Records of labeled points
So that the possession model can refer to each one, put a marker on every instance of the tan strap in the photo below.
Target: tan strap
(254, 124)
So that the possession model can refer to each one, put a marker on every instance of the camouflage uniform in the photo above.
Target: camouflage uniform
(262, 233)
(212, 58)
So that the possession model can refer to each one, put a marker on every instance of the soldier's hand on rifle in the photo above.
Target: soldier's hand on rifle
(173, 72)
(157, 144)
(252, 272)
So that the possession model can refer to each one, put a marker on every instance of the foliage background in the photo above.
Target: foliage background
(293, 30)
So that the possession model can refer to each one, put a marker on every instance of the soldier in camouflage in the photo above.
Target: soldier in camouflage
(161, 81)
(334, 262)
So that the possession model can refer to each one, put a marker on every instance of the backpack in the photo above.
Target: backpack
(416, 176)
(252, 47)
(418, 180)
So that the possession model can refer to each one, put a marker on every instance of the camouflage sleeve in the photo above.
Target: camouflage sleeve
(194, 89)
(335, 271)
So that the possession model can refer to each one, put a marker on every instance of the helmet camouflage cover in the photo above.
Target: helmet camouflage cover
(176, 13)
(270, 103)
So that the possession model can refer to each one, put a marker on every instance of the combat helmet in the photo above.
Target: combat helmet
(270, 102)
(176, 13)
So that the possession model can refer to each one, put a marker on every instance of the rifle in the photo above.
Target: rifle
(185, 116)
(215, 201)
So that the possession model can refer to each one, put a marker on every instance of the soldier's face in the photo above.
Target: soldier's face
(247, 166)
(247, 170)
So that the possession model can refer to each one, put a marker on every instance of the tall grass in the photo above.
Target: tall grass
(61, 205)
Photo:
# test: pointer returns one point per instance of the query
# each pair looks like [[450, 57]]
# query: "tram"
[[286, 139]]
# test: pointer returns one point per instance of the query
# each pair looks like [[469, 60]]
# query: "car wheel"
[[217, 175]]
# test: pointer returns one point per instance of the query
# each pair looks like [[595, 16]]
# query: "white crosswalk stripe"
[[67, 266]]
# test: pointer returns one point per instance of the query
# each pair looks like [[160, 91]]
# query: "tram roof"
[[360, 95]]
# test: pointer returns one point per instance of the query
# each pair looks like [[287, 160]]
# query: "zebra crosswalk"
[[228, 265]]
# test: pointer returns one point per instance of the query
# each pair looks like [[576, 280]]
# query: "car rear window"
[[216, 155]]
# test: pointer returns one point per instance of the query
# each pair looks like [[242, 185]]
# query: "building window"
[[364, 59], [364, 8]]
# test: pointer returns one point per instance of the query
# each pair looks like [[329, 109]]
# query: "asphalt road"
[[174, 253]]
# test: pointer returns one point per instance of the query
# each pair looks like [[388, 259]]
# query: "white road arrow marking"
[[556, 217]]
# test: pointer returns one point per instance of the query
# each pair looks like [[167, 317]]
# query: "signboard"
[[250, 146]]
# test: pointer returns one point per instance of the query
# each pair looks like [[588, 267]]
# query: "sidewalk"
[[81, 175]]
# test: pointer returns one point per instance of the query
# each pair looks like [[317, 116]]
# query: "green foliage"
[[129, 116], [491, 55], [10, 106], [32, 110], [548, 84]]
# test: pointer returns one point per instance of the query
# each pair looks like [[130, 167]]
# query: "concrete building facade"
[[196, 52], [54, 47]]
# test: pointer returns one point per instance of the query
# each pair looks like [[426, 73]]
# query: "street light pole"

● **WORK REQUIRED**: Please quote every one of the entries above word for word, leaving nothing out and changing nothing.

● **THE SOLUTION**:
So that the possession model can refer to each one, put a marker on every instance of the tan strap in the photo below.
Target: tan strap
(254, 124)
So that the possession model can refer to each one, put a marker on every instance of the camouflage uniform in the photo above.
Target: camouflage uniform
(262, 233)
(212, 58)
So that the possession model can refer to each one, put a marker on every instance of the soldier's hand on rifle in the photo above.
Target: soldier's hand on rifle
(173, 72)
(157, 144)
(252, 272)
So that the possession model can refer to each one, put a marker on every instance of the foliage background in the photo above.
Target: foliage background
(293, 30)
So that the possession model can refer to each one, put a marker on every instance of the soldier in camouflage in the photo above.
Target: soldier in camouflage
(161, 81)
(334, 262)
So that the possession model can refer to each one, put a marker on every instance of the backpack in the photo above.
Target: backpack
(416, 176)
(252, 47)
(418, 180)
So that the possession model can refer to each one, put a marker on every instance of the camouflage sleeve in the photo above.
Target: camouflage sleeve
(194, 89)
(335, 271)
So that the possession model can refer to each one, put a marker on every instance of the helmet camouflage cover in the photo above.
Target: helmet camouflage cover
(176, 13)
(270, 103)
So that the possession model can refer to each one, put a marker on every instance of the combat helmet in the photo above.
Target: combat helmet
(270, 102)
(176, 13)
So that the possession model can refer to each one, put a marker on every instance of the rifle in the photo above.
Target: rifle
(185, 116)
(215, 201)
So that the possession model can refer to each one, put a marker on every instance of the soldier's face in the photo above.
Target: soldier's face
(247, 166)
(247, 170)
So that the possession model can refer to each one, put a marker on every instance of the tall grass in the photo above.
Target: tall grass
(61, 205)
Photo:
# test: pointer returns one point per instance of the query
# each pair looks like [[450, 57]]
# query: "tram"
[[286, 139]]
# test: pointer returns one point per instance of the query
# each pair looks like [[469, 60]]
# query: "car wheel"
[[217, 175]]
# test: pointer returns one point per instance of the query
# each pair looks like [[595, 16]]
# query: "white crosswalk stripe"
[[67, 266]]
# test: pointer returns one point per instance of the query
# each pair looks like [[160, 91]]
# query: "tram roof"
[[360, 95]]
# test: pointer returns one point per instance of the query
# each pair looks like [[287, 160]]
# query: "zebra crosswalk"
[[228, 265]]
# test: pointer returns one point per instance of the query
# each pair looks like [[576, 280]]
# query: "car rear window"
[[216, 155]]
# test: pointer returns one point per instance of the query
# each pair looks like [[242, 185]]
# query: "building window"
[[364, 59], [364, 8]]
# test: pointer returns one point per instance of the query
# each pair looks like [[329, 109]]
# query: "asphalt road"
[[174, 253]]
# test: pointer returns one point per instance of the query
# each pair looks like [[388, 259]]
# query: "white road arrow marking"
[[556, 217]]
# test: pointer returns one point per instance of the query
# each pair looks like [[167, 317]]
# query: "signboard"
[[250, 146]]
# test: pointer returns one point per instance of the query
# each pair looks like [[588, 267]]
# query: "sidewalk"
[[81, 175]]
# test: pointer returns one point per instance of the query
# each pair looks like [[317, 116]]
# query: "green foliage"
[[129, 116], [491, 55], [10, 106], [32, 110], [548, 84]]
# test: pointer returns one point per instance of the query
# each pair looks like [[130, 167]]
# query: "concrete building facade"
[[196, 52], [54, 47]]
# test: pointer returns one point per instance of the query
# each pair looks like [[426, 73]]
# query: "street light pole"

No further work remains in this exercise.